In addition to being considered a social media and a social network [28], Twitter may also be viewed as a information retrieval system that people can utilize to produce and consume information. Twitter today receives more than 500 million tweets per day at the rate of more than 33,000 tweets per second. More than 300 billion tweets have been sent since the founding of Twitter in 2006 and it receives more than 2 billion search queries every day. Twitter serves these queries using an inverted index tuned for real-time search, called EarlyBird [11]. While this search service excels at surfacing breaking news and events in real time and it does indeed incorporate relevance ranking, it is a feature that the system designers themselves consider that they have "only begun to explore".1 The prevailing perception is that much of the content found on Twitter is of low quality [3] and the keyword search as provided by Twitter is not effective [48]. In response, there has been considerable research aimed at designing mechanisms for finding good content from Twitter. In many of the proposed approaches, retweet count alone or in conjunction with textual data, author’s metadata, and propagation information play a prominent role [12, 16, 48, 51]. The intuition is that if a tweet is retweeted multiple times, then several people have taken the time to read it, decide it is worth sharing, and then actually retweeted it, and hence it must be of good quality [50]. But, of course, one needs to remove socware and other spam before using retweet count [35, 39, 42] Other approaches include using the presence of a URL as an indicator [3], link analysis on the follows and retweet graphs [40, 53], clustering taking into account the size and popularity of a tweet, its audience size, and recency [29], and the semantic approaches including topic modeling [54]. See overviews in [51, 54] for additional references. In this work, we are not striving to create the best possible social search engine, but rather investigate whether the results obtained using signals from a social network could be substantially different from a web search engine and yet useful. Thus, in order to avoid confounding between multiple factors, we shall use a simple social search engine that ranks tweets based on retweet analysis.

- [Source material]
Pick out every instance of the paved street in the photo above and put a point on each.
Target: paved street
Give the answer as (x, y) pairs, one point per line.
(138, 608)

- [Short problem A] In the passage on Twitter search, what is the inverted index that serves Twitter's search queries called?
- [Short problem B] Please carry on the passage on Twitter search from its final sentence.

- [Expected output A] EarlyBird.

- [Expected output B]
2.3

Integration of Web and Social search

Bing has been including a few tweets related to the current query on its search result page, at least since November 2013. However, it is not obvious for what queries this feature is triggered and what tweets are included. For example, on February 12, 2015 at 10:42AM, our query "Greece ECB" brought only one tweet on Bing’s result page, which was a retweet from Mark Rauffalo from two days ago. Bing also offered a link titled "See more on Twitter" below this tweet. Clicking this link took us to a Twitter page, 1 One of the problems with Twitter search has been that, while it is easy to discover current tweets and trending topics, it is much more difficult to search over older tweets and determine, say, what the fans were saying about the Seahawks during the 2014 Super Bowl. Beginning November 18, 2014, however, it has become possible to search over the entire corpus of public tweets. Still, our own experiments indicate that the ranking continues to be heavily biased towards recency.

3.

DATA MINING TOOLS

We next review the data mining tools for analyzing and comparing search engine results, introduced in [2]. One, called TensorCompare, uses tensor analysis to derive low-dimensional representation of search results. The other, called CrossLearnCompare, uses cross-engine learning to quantify their similarity.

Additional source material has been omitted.